== Dataset records ==
- - -

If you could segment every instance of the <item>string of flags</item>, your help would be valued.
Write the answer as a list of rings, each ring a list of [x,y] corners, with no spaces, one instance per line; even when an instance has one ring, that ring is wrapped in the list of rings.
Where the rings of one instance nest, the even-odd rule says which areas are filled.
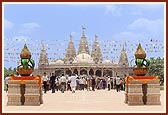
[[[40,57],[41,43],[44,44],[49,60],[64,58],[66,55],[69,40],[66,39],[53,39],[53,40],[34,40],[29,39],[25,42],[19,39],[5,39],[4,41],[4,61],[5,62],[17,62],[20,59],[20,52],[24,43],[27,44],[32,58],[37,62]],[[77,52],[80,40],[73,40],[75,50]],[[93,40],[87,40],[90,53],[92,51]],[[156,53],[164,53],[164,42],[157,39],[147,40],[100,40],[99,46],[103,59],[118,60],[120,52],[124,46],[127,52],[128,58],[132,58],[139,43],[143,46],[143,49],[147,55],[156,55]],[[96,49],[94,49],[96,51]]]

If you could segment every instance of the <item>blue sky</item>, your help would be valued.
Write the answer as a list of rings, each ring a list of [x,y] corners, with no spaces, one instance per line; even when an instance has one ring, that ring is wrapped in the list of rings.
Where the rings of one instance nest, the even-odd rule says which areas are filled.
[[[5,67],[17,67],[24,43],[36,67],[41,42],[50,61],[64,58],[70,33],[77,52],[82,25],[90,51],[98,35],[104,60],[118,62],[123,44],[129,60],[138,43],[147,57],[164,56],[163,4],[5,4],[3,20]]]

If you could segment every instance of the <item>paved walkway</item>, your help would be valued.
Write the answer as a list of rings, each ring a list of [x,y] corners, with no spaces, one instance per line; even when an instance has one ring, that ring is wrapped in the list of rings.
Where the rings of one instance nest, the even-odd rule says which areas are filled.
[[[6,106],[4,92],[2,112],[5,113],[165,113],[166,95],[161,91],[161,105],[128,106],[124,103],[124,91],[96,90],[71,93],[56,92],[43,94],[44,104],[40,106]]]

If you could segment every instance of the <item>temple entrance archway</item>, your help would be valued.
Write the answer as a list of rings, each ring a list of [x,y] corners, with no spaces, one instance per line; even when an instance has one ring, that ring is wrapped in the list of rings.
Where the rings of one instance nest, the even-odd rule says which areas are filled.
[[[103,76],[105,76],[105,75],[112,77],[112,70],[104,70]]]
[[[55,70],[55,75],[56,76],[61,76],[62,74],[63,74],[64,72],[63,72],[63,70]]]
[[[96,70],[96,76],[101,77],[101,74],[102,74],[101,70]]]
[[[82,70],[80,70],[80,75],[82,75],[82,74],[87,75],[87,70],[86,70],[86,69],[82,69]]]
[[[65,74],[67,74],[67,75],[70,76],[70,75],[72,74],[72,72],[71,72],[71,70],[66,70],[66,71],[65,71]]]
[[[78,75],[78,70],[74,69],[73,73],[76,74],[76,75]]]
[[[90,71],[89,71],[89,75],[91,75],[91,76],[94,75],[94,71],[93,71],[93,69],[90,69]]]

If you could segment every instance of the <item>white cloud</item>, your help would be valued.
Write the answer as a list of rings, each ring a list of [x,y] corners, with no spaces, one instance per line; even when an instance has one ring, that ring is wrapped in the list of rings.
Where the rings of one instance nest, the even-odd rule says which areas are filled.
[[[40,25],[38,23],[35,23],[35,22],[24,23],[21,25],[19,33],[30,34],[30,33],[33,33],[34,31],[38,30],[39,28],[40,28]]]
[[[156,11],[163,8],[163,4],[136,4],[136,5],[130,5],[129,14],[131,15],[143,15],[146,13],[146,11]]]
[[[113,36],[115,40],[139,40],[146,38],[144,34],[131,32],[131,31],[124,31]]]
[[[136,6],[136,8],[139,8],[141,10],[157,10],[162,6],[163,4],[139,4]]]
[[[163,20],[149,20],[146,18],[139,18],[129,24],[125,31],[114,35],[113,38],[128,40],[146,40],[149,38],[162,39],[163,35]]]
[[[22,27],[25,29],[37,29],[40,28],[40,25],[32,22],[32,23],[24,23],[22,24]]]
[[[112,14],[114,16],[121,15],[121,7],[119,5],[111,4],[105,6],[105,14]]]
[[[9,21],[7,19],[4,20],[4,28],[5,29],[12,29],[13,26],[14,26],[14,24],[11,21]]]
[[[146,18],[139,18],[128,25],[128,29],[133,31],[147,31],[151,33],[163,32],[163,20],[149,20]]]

- - -

== Task requirements ==
For every line above, produce an exact transcription that omits the images.

== Answer to the exercise ==
If you could segment every instance of the <item>string of flags</item>, your help would be valued.
Write the answer as a list of rings, each ring a list of [x,y] corners, with no spaces, one instance per line; even when an instance has one ring, that ring is wrapped in the list of rings.
Where the rings of one instance nest, the even-odd rule says which areas are filled.
[[[40,57],[41,43],[44,44],[49,60],[64,58],[66,55],[69,40],[66,39],[53,39],[53,40],[34,40],[29,39],[25,42],[19,39],[5,39],[4,41],[4,61],[5,62],[17,62],[20,59],[20,52],[24,43],[27,44],[32,58],[37,62]],[[77,52],[80,40],[73,40],[75,50]],[[93,40],[87,40],[90,53],[92,51]],[[156,53],[164,53],[164,42],[157,39],[147,40],[100,40],[99,46],[103,59],[118,60],[120,52],[124,46],[127,52],[128,58],[132,58],[139,43],[143,46],[143,49],[147,55],[156,55]],[[96,49],[94,49],[96,51]]]

If you could segment every instance of the <item>blue sky</item>, your help would be valued.
Write the answer as a list of rings, each ring a list of [x,y] corners, with no spaces, one instance per line; even when an instance has one ring, that ring is wrapped in the list of rings.
Where the rings of one instance nest, the even-odd rule says which areas are filled.
[[[5,67],[17,67],[24,43],[36,67],[41,42],[50,61],[64,58],[70,33],[77,52],[82,25],[90,51],[98,35],[104,60],[118,62],[123,44],[129,60],[138,43],[147,57],[164,56],[163,4],[5,4],[3,20]]]

If you could segment every instance of the <item>paved walkway</item>, your help would be valued.
Write the answer as a list of rings, each ring a list of [x,y] corners, with no spaces, one instance per line; even when an instance has one ring, that ring is wrapped in the list of rings.
Where the rings of one instance nest, the even-odd rule says which areas are filled.
[[[6,106],[4,92],[2,112],[5,113],[165,113],[166,95],[161,91],[161,105],[128,106],[124,103],[124,91],[96,90],[71,93],[56,92],[43,94],[44,104],[40,106]]]

If you could segment every instance of the <item>temple entrance archway</item>, your help would be valued.
Write the answer as a list of rings, each ring a list of [x,y] corners, with no spaces, one instance per line; even when an instance has one ring, that ring is wrapped in the list of rings.
Where the rings of one instance nest, the even-odd rule says which areas are filled.
[[[103,76],[105,76],[105,75],[112,77],[112,70],[104,70]]]
[[[55,70],[55,75],[56,76],[61,76],[62,74],[63,74],[64,72],[63,72],[63,70]]]
[[[96,70],[96,76],[101,77],[101,74],[102,74],[101,70]]]
[[[82,70],[80,70],[80,75],[82,75],[82,74],[87,75],[87,70],[86,70],[86,69],[82,69]]]
[[[65,74],[67,74],[67,75],[70,76],[70,75],[72,74],[72,72],[71,72],[71,70],[66,70],[66,71],[65,71]]]
[[[78,75],[78,70],[74,69],[73,73],[76,74],[76,75]]]
[[[90,71],[89,71],[89,75],[91,75],[91,76],[94,75],[94,71],[93,71],[93,69],[90,69]]]

If you could segment every instance of the <item>white cloud</item>, your help would be valued.
Write the answer as a list of rings, each ring a list of [x,y] corners, with no spaces, one instance per line; even when an instance has one ring, that ring is wrapped in the list of rings.
Where the rings of one instance nest, the even-odd rule says which areas are filled.
[[[40,25],[38,23],[35,23],[35,22],[24,23],[21,25],[19,33],[30,34],[30,33],[33,33],[34,31],[38,30],[39,28],[40,28]]]
[[[156,11],[163,8],[163,4],[136,4],[136,5],[130,5],[129,14],[131,15],[143,15],[146,13],[146,11]]]
[[[113,36],[115,40],[139,40],[146,38],[144,34],[131,32],[131,31],[124,31]]]
[[[136,6],[136,8],[139,8],[141,10],[157,10],[162,6],[163,4],[139,4]]]
[[[163,20],[149,20],[146,18],[139,18],[129,24],[125,31],[114,35],[113,38],[128,40],[146,40],[149,38],[162,39],[163,35]]]
[[[22,27],[25,29],[37,29],[40,28],[40,25],[32,22],[32,23],[24,23],[22,24]]]
[[[112,14],[114,16],[121,15],[121,7],[119,5],[111,4],[105,6],[105,14]]]
[[[9,21],[7,19],[4,20],[4,28],[5,29],[12,29],[13,26],[14,26],[14,24],[11,21]]]
[[[146,18],[139,18],[128,25],[128,29],[133,31],[147,31],[151,33],[163,32],[163,20],[149,20]]]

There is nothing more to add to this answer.